EXCERPTED DATA ▸
——————

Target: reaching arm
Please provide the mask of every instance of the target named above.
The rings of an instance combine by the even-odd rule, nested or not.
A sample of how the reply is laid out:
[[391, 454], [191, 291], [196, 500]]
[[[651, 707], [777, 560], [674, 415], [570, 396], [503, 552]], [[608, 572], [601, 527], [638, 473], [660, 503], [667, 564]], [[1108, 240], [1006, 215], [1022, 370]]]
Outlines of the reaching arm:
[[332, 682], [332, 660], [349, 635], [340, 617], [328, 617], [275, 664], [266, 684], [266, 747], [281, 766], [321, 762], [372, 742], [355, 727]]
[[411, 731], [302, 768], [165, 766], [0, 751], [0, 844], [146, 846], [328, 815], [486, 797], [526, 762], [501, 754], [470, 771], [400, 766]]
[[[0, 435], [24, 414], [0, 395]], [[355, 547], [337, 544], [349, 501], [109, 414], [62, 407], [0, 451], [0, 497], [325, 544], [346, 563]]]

——————

PROBLEM TO SOLVE ▸
Locate every line in the rows above that contains the word "instance" and copy each of those lines in full.

FULL OUTPUT ▸
Please provide the mask of every instance of the target named above.
The rings of an instance combine by the even-odd rule, nested or not.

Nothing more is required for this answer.